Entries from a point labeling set
- - - - -

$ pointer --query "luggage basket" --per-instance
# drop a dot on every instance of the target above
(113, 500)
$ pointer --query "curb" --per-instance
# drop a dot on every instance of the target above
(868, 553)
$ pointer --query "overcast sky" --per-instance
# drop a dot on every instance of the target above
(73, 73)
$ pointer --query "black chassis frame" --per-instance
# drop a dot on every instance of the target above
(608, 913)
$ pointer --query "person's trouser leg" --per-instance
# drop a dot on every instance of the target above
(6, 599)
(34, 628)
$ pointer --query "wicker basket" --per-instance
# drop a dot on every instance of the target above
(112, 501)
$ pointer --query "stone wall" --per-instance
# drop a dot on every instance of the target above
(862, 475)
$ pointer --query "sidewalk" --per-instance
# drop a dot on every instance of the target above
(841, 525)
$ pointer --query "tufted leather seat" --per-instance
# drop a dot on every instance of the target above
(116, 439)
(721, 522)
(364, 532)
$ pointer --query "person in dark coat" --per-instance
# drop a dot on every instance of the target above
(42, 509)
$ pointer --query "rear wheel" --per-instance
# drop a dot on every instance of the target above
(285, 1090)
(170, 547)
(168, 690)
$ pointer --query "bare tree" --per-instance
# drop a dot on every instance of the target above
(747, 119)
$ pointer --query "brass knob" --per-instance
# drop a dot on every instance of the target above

- - - - -

(The exercise)
Can you write out all the entries above again, requests included, shifting both numbers in every answer coordinate pair up by 71?

(Answer)
$ pointer --query "luggage basket" --per-instance
# drop a dot on every instance of the target above
(184, 571)
$ pointer --query "curb" --per-instance
# drop a dot on every instance of the target above
(939, 624)
$ pointer --query "overcast sky" --per-instance
# drop a dot on every instance of the target above
(144, 144)
$ pointer --query "black chassis frame" --per-instance
# drop a dot on every instance of the target above
(679, 984)
$ pointer --query "person's trouser leg" --per-instance
# drop a dot on every instance of the target above
(77, 670)
(105, 699)
$ pointer --query "wicker basket" --per-instance
# drop a dot on every instance of the target above
(183, 572)
$ pointer --query "stone wall" --per-instance
# drop a dot on every instance of the target above
(933, 546)
$ pointer --query "sidewalk" --per-instance
# drop a dot on every instance of the target above
(912, 596)
$ pointer --query "tufted leather seat" --per-instance
# drop a dot on every instance of the target above
(187, 510)
(792, 593)
(435, 603)
$ pointer --query "person in dark coat" --per-instance
# drop a dot on every instance of the target above
(113, 580)
$ pointer --query "rear wheel" --per-instance
# drop a dot on every instance of the target above
(356, 1161)
(241, 618)
(239, 761)
$ pointer --query "bare tree" --per-instance
# drop a dot on every instance of the target above
(818, 190)
$ pointer --query "brass knob" --per-instance
# drop a dot on every instance of the target above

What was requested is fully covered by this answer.